[Supplied passage]
## START

# Places to play?



## Carla (Feb 4, 2021)

I'm getting a spoo puppy in June and have been watching a lot of Zak George training videos. In the videos, he exercises his dogs in empty fields and in sports fields. I wish I could find such spots near me, for when my spoo is ready for that, as my fenced backyard is quite small. So, I'm wondering how to find and contact dog owners/dog clubs in my area, hoping that members could offer suggestions. I'm also thinking to post messages on country or feed-store bulletins, asking to rent a play space. Does anyone on here have any better ideas? Thank you


----------



## PeggyTheParti (Sep 5, 2019)

Have you checked out Sniffspot? I haven’t needed to use it yet, but I did browse our area and found a few options.

## END

[Data excerpt]
## START

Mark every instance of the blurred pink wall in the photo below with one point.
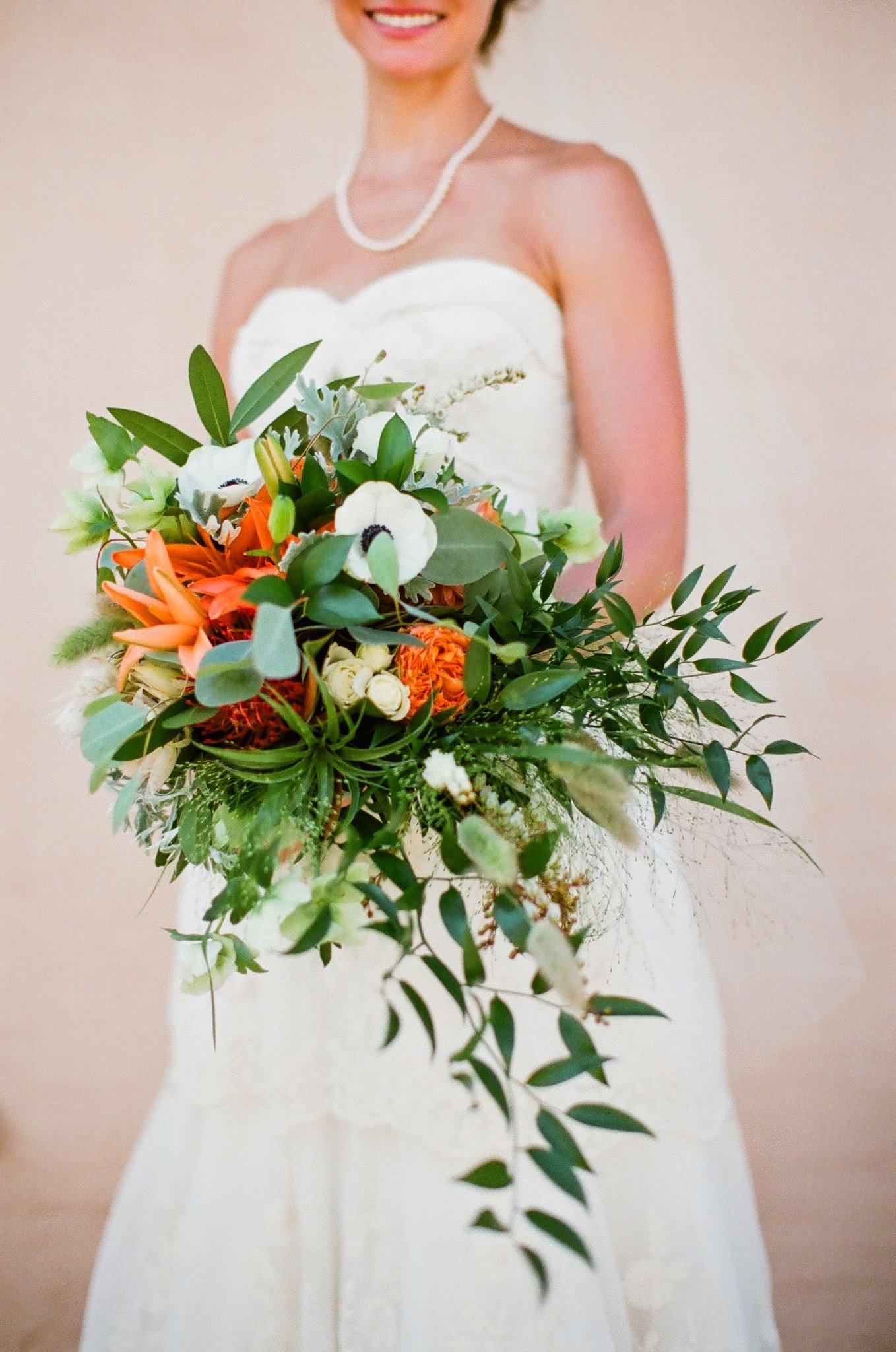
(141, 143)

## END

[What you should do]
Could you edit the thread about places to play and give everything from "I'm getting a" down to "(Sep 5, 2019)", with "backyard" replaced by "yard"?

[Solved exercise]
I'm getting a spoo puppy in June and have been watching a lot of Zak George training videos. In the videos, he exercises his dogs in empty fields and in sports fields. I wish I could find such spots near me, for when my spoo is ready for that, as my fenced yard is quite small. So, I'm wondering how to find and contact dog owners/dog clubs in my area, hoping that members could offer suggestions. I'm also thinking to post messages on country or feed-store bulletins, asking to rent a play space. Does anyone on here have any better ideas? Thank you


----------



## PeggyTheParti (Sep 5, 2019)